Exercise:
Filter the records for "below" and keep each line that has it.

Point localization data
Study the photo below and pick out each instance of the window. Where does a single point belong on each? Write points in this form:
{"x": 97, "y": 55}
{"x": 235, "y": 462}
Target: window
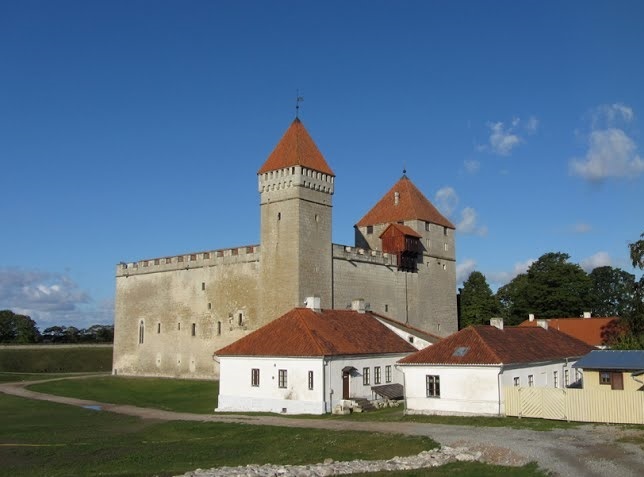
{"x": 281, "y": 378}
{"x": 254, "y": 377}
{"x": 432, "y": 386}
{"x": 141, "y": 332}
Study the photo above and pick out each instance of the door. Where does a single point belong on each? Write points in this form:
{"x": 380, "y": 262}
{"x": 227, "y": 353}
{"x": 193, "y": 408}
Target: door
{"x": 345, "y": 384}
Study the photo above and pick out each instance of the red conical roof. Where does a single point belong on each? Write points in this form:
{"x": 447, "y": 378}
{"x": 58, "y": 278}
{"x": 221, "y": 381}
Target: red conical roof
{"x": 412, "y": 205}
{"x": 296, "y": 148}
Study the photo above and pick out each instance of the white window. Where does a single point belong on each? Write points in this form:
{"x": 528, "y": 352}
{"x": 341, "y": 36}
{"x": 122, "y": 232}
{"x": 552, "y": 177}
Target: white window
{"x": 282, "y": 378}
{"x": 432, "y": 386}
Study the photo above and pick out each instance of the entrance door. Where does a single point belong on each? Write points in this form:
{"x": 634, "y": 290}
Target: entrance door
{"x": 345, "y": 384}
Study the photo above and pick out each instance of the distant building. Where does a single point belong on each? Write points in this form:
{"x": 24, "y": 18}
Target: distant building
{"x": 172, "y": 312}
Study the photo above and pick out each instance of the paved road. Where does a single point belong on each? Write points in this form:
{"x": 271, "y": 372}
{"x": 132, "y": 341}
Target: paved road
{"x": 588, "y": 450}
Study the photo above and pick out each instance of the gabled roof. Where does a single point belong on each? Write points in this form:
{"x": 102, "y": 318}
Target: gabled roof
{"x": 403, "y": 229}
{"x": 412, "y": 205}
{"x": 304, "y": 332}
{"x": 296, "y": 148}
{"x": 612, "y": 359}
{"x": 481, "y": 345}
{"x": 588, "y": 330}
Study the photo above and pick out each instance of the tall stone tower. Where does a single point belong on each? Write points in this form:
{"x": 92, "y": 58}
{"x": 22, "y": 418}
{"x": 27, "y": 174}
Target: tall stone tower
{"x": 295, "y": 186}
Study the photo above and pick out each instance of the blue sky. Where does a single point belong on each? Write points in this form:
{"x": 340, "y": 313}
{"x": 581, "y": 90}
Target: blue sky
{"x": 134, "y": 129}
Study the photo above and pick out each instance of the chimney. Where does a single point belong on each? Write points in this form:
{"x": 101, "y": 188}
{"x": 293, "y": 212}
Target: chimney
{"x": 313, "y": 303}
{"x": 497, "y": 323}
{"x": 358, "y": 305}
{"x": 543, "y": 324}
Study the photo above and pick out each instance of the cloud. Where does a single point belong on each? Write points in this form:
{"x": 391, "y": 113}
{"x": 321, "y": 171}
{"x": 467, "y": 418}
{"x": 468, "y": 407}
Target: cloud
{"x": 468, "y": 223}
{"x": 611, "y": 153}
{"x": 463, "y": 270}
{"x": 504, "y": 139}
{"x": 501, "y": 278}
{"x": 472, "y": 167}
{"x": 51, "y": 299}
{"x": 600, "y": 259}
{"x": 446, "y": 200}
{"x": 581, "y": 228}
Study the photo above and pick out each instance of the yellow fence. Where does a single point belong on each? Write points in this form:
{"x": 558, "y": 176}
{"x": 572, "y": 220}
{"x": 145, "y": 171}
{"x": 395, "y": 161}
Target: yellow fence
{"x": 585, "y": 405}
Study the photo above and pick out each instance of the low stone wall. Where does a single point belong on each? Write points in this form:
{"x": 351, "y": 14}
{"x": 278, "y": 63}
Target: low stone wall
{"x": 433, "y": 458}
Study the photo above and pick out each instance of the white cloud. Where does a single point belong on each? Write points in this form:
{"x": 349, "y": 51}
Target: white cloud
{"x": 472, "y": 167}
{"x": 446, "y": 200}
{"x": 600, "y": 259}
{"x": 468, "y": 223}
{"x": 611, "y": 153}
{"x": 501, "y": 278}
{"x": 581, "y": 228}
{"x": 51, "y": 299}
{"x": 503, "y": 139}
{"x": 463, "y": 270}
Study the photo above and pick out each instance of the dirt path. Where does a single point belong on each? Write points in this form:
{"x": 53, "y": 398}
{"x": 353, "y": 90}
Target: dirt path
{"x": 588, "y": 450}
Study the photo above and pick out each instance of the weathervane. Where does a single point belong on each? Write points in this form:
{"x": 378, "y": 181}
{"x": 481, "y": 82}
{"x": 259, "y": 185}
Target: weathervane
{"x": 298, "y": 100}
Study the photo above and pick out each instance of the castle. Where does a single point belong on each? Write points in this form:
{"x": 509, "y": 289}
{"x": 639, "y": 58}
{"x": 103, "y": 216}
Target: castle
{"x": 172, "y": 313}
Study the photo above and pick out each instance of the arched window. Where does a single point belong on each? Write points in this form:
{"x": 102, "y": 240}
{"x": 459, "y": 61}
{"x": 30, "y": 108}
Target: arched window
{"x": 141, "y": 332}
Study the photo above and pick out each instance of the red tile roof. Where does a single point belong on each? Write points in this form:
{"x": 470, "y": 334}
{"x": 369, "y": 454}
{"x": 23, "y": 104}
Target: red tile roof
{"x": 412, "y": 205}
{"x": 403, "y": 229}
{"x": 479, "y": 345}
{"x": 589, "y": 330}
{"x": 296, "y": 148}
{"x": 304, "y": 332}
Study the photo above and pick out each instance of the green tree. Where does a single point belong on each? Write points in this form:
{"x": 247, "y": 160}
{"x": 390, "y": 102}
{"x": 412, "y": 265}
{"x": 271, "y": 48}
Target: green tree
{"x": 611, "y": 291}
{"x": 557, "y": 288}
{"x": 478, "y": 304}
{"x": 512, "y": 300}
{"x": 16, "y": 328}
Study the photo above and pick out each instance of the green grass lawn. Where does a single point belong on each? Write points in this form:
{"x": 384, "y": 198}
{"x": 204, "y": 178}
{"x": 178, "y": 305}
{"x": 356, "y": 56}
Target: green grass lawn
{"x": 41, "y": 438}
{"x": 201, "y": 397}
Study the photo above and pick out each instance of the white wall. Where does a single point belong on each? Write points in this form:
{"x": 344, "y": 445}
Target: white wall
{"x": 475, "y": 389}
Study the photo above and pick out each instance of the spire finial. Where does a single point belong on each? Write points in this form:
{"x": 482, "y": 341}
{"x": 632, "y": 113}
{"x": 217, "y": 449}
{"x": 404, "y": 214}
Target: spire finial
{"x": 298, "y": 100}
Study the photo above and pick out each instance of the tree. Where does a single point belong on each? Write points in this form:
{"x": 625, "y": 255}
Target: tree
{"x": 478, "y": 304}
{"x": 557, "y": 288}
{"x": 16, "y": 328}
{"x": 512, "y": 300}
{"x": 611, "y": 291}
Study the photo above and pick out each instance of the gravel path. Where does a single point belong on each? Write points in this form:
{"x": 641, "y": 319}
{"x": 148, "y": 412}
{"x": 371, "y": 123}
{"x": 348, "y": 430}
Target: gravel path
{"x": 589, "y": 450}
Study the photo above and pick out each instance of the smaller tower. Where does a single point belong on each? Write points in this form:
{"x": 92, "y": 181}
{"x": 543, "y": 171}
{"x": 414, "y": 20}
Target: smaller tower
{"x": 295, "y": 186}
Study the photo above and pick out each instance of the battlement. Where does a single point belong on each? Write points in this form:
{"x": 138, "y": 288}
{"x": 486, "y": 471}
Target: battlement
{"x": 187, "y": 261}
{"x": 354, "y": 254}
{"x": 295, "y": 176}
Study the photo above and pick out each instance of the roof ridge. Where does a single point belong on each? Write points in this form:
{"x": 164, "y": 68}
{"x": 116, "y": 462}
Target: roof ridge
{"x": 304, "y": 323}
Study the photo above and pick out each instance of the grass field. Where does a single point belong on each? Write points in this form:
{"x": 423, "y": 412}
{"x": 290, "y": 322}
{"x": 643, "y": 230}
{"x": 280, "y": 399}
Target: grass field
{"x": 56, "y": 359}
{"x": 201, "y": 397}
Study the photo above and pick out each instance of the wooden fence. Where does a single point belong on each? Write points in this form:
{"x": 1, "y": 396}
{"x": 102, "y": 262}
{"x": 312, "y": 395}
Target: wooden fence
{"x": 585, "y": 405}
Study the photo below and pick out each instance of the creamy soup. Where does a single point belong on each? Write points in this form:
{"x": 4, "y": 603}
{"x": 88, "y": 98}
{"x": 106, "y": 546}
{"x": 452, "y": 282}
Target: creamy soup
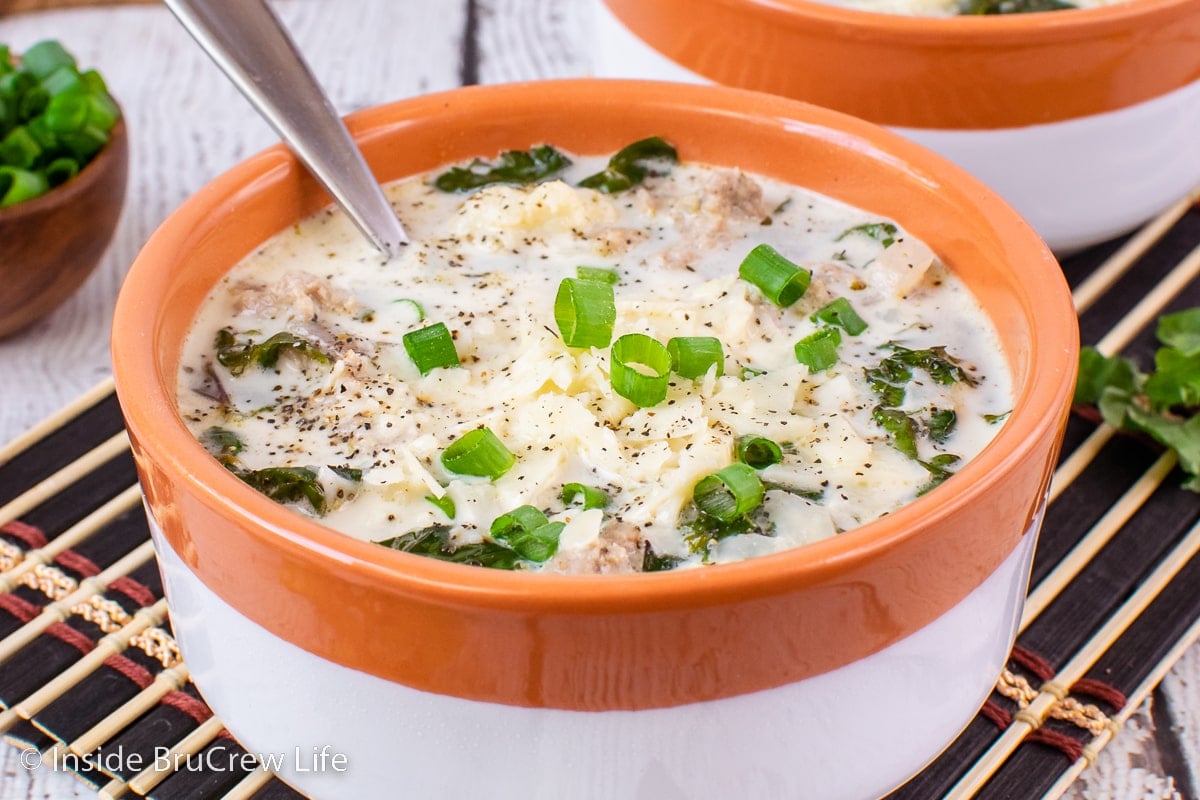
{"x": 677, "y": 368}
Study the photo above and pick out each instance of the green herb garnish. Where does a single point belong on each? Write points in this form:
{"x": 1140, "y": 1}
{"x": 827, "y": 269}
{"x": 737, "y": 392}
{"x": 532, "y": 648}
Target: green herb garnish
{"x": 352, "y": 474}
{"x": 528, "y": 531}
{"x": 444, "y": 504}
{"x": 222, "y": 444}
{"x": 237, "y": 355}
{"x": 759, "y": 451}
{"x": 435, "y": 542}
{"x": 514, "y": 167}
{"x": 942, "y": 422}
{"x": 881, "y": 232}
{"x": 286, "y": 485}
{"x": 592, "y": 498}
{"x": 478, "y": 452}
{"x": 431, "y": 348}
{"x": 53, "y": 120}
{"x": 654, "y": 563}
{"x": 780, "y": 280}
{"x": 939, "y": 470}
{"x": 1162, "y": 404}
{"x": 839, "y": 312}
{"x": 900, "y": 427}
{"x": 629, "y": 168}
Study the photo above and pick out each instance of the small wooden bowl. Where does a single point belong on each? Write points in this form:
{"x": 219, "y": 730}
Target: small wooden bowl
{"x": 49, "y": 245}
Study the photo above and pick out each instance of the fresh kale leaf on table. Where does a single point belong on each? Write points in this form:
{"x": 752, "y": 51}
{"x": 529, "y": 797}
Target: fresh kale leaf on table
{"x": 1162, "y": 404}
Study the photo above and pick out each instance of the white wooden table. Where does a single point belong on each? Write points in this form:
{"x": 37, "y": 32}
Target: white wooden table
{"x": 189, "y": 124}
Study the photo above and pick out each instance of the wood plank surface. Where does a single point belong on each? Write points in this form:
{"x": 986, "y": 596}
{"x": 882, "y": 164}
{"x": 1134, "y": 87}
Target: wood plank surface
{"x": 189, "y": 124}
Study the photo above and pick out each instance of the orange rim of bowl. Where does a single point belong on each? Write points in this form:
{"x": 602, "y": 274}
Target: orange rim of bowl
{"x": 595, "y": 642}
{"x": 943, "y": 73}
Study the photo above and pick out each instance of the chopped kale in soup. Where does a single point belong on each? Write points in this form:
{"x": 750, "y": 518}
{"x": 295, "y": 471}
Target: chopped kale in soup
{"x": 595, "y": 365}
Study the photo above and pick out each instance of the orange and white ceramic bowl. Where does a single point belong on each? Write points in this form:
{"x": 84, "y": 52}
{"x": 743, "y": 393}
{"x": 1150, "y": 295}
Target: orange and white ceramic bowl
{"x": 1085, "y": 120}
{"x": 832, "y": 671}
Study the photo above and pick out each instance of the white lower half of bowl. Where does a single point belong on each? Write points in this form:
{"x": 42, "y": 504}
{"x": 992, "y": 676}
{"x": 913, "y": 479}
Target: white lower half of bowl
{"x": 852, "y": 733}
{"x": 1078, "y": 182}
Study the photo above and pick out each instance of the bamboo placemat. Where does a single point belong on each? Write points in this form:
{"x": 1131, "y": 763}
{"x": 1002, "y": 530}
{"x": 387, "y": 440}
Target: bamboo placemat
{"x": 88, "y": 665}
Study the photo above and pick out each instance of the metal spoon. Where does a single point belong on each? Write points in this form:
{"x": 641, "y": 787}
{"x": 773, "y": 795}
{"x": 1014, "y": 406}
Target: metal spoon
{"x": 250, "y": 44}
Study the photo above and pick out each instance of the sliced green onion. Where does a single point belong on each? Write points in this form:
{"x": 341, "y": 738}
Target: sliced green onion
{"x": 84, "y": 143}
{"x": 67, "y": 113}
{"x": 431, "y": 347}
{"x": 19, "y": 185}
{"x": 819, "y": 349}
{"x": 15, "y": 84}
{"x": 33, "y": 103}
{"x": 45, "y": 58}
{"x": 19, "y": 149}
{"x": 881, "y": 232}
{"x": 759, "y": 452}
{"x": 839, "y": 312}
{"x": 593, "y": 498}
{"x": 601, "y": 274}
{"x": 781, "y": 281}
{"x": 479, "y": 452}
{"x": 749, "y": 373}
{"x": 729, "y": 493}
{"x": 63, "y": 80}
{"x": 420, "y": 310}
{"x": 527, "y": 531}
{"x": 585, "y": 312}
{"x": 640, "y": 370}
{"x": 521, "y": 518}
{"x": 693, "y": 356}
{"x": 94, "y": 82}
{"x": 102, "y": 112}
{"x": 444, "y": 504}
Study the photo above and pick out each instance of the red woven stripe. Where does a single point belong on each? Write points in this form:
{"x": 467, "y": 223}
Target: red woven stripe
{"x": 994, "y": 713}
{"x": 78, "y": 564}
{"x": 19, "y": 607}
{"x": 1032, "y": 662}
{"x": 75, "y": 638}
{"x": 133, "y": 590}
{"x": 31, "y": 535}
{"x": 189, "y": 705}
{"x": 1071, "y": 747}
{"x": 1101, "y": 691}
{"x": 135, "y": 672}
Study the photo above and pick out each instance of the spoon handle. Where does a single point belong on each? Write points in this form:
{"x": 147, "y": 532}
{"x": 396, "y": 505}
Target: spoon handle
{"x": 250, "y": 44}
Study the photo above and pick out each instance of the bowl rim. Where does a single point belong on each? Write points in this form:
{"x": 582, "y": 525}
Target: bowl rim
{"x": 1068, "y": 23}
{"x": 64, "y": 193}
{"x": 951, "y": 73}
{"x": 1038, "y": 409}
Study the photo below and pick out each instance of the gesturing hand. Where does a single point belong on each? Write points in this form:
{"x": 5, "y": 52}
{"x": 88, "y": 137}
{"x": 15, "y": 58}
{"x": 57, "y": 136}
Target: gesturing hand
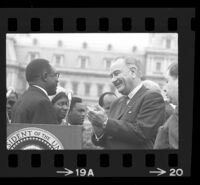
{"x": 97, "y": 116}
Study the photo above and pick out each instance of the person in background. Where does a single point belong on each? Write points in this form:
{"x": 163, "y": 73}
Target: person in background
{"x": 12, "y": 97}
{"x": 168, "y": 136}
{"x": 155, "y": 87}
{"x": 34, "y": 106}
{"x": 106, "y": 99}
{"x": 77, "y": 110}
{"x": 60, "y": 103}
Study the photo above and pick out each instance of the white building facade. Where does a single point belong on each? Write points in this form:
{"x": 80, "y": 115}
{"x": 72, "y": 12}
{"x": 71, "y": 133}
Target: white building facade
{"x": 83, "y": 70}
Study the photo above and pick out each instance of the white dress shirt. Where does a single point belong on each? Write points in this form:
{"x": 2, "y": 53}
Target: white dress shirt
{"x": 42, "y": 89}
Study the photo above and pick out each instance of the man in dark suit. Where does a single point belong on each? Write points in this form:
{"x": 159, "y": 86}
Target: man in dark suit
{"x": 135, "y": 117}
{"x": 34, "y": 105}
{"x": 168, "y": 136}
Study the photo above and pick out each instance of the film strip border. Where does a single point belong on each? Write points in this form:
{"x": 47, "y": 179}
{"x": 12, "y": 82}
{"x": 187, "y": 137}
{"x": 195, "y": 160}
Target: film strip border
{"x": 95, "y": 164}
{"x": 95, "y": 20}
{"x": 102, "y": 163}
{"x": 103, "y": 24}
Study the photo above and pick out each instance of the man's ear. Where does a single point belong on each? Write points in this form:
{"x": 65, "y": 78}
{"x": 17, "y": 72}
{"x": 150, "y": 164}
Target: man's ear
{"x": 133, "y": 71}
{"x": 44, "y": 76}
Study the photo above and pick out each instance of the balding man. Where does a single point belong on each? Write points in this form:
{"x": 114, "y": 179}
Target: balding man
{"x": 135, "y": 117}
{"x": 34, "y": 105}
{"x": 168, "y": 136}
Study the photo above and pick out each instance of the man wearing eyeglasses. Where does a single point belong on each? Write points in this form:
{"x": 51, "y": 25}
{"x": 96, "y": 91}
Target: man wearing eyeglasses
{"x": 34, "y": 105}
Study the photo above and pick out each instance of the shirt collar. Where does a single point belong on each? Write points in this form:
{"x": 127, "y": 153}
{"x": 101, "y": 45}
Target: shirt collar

Solution to this exercise:
Study the photo below and pick out each instance of the window. Where does a single point belong on each? Write points in this form:
Study the photo below and pick out each instance of the creamy soup. Where does a single point belong on each? Write points in this form:
Study the photo below and pick out each instance of the gesturing hand. Where does a single point belong on each? Write points in this form:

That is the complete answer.